I’ve been lurking on this site for a few months but haven’t posted yet. I could use some encouragement and prayers. I’m a cradle Catholic who was away from the faith for 18 years (starting in college) wandering in the new age movement and secularism. About 7 months ago, at age 36, I wanted to get my baby son baptized, and I found myself unexpectedly called back to Catholicism. I think I saw a rosary video on YouTube and I was like, I want to pray the rosary again! Then suddenly I was back at Mass and can’t imagine not going. I am getting so much more into the faith than I ever was before, praying the rosary every day, studying the bible and other books. I love all of this and I praise God for calling me home. Yet at the same time I feel so alone! I don’t know any (practicing) Catholics. I joined a parish 2 months ago but haven’t met anyone beyond just saying hi, it’s not a very active parish, they don’t have any prayer or study groups. This is a pretty anti-Christian area, small town, very hippie, new age, pagan. It’s a pot growing area of northern California. All the friends I have here are into this sort of thing and no one is Christian. Everyone in my very small family has fallen away from the faith. I’m married (civilly) but my husband is pretty much atheist. We are getting our marriage convalidated in November but he’s just doing it because I want to, not because he believes in any way. We have a 1-year-old son and I want to raise him Catholic.

I guess what I need to do is just force myself to be friendly after Mass and try to meet people, but it can be difficult. I’m pretty introverted, and the church doesn’t even have coffee or social time after. People are rushing to their cars. Should I start a coffee group after Mass? Or a rosary group? I am gonna do my best to meet people, but it would be great to make some friends on here too or even just hear some words of encouragement that I am doing the right thing! Sometimes I feel totally crazy because no one close to me shares my faith. I never thought in a million years I’d be Catholic again. I want stronger faith but it’s really challenging when everyone around me doesn’t believe. Online community can be wonderful, but really no substitute for the real thing. I think once I get this convalidation taken care of, I will try to start a group at my parish.

Anyway, thank you and God bless! Look forward to meeting some people on here, or hearing similar reversion/ conversion stories.
 
I am in the same boat as you are. My small birth family is not religious, I am divorced and my married daughter lives on the other side of the country, am way too introverted and know no one from the faith. I am clueless on what to do about it.
------------------------------------------------------------
QUESTIONS TO ANSWER |
[A] According to the forum post, in what month is the writer's marriage being convalidated?
[B] Reproduce the forum post word for word from "I guess what" to "at my parish.".

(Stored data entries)
------------------------------------------------------------
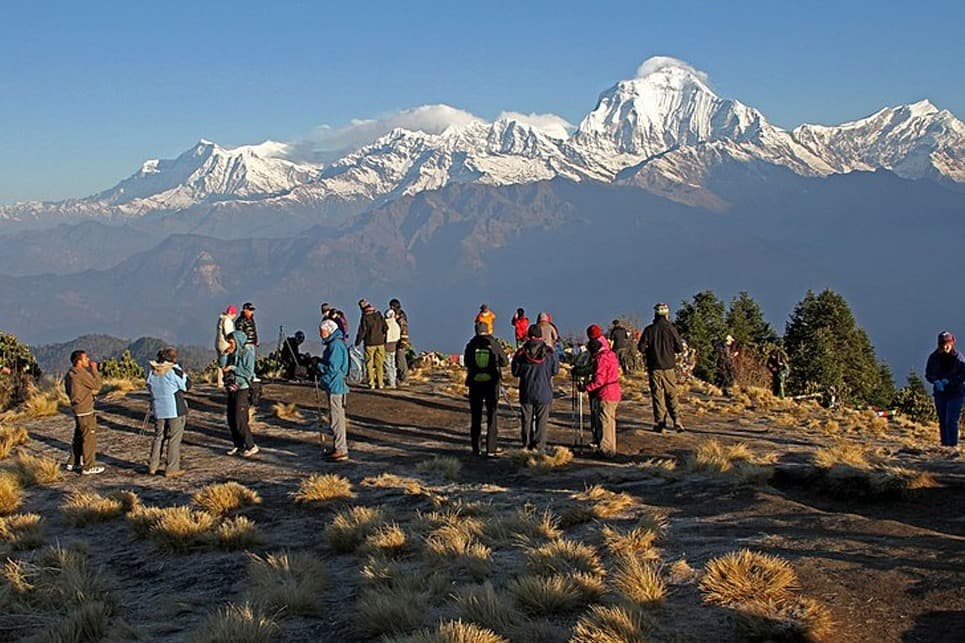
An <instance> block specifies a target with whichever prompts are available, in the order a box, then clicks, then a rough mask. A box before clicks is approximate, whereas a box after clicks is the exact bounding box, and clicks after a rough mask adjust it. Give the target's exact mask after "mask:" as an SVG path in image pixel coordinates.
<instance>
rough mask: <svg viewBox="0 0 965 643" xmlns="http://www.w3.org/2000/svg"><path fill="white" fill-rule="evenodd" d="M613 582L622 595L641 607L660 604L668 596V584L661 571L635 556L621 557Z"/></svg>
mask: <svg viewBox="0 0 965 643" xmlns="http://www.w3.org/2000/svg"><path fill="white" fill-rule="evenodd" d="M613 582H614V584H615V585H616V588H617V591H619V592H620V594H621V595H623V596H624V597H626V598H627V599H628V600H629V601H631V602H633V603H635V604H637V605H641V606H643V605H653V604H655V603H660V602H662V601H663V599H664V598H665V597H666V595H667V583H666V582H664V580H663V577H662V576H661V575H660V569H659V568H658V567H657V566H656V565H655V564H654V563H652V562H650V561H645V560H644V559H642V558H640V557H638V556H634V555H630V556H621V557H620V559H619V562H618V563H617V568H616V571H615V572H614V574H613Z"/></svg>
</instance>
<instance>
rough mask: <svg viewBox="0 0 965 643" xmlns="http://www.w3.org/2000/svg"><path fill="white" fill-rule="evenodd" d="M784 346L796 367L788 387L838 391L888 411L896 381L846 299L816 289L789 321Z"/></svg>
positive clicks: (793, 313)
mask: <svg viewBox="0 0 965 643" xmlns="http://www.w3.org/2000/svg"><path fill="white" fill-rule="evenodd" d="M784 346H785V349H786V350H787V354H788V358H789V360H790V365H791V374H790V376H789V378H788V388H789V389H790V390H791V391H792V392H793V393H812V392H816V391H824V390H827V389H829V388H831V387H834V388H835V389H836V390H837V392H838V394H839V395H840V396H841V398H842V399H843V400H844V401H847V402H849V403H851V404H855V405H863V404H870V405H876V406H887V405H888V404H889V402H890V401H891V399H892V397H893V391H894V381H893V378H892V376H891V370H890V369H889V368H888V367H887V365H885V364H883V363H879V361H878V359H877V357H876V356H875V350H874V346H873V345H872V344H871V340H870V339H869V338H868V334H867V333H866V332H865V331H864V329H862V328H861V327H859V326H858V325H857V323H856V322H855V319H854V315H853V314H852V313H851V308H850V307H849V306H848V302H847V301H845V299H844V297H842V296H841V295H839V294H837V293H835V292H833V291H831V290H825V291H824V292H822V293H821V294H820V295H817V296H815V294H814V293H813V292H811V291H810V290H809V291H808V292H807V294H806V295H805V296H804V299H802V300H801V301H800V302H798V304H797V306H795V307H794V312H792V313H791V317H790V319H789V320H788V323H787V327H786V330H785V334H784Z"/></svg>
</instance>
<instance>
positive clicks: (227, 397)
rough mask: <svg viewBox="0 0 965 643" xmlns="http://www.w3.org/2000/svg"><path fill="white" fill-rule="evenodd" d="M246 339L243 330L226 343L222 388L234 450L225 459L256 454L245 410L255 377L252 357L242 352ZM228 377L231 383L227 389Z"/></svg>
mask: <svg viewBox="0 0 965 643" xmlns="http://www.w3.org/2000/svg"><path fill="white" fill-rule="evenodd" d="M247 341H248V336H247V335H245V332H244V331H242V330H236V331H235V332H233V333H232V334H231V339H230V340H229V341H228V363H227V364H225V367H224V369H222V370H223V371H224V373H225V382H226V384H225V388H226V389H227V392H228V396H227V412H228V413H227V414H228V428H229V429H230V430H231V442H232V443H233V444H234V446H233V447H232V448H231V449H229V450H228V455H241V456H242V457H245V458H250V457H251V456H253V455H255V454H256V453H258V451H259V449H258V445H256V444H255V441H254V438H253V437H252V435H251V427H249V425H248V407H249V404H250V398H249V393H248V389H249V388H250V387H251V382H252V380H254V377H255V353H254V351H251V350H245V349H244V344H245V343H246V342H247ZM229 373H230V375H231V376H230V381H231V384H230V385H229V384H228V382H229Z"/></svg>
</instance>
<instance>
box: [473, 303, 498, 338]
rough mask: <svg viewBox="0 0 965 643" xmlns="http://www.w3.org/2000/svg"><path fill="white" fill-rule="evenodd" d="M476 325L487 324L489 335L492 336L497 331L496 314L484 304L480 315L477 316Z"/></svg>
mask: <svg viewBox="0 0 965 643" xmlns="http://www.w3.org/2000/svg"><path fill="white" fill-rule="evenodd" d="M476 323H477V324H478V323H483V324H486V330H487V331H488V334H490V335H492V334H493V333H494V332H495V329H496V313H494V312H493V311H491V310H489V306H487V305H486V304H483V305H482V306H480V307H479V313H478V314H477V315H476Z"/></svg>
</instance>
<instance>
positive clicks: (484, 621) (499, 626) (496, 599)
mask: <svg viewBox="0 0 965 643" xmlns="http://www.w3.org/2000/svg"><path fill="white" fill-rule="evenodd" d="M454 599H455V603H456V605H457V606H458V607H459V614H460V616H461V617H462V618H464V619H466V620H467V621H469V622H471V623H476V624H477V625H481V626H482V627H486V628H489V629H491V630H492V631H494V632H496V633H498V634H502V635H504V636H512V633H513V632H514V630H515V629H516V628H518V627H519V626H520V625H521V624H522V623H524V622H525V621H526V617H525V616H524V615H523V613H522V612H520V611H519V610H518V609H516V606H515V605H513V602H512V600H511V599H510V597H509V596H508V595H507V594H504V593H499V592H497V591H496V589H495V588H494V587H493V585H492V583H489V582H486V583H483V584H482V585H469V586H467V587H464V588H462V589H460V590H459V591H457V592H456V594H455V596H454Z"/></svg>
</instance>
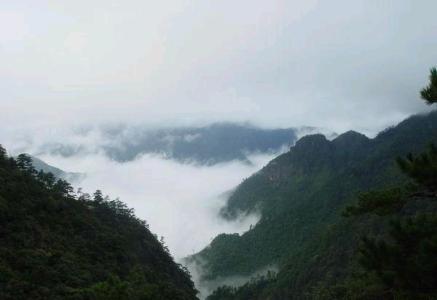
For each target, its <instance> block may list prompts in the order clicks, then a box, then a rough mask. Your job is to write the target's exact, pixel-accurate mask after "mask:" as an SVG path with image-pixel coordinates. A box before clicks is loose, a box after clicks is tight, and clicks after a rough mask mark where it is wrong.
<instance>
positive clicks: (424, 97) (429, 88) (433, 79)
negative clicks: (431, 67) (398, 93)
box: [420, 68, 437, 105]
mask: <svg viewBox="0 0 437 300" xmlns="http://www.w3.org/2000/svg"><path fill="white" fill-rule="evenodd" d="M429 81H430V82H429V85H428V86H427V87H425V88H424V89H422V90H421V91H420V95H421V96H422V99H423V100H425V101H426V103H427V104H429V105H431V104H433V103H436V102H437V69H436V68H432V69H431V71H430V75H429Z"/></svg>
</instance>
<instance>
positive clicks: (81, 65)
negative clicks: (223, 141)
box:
------------------------------------------------------------
SOLUTIONS |
[A] November.

[B]
I guess what I need to do is just force myself to be friendly after Mass and try to meet people, but it can be difficult. I’m pretty introverted, and the church doesn’t even have coffee or social time after. People are rushing to their cars. Should I start a coffee group after Mass? Or a rosary group? I am gonna do my best to meet people, but it would be great to make some friends on here too or even just hear some words of encouragement that I am doing the right thing! Sometimes I feel totally crazy because no one close to me shares my faith. I never thought in a million years I’d be Catholic again. I want stronger faith but it’s really challenging when everyone around me doesn’t believe. Online community can be wonderful, but really no substitute for the real thing. I think once I get this convalidation taken care of, I will try to start a group at my parish.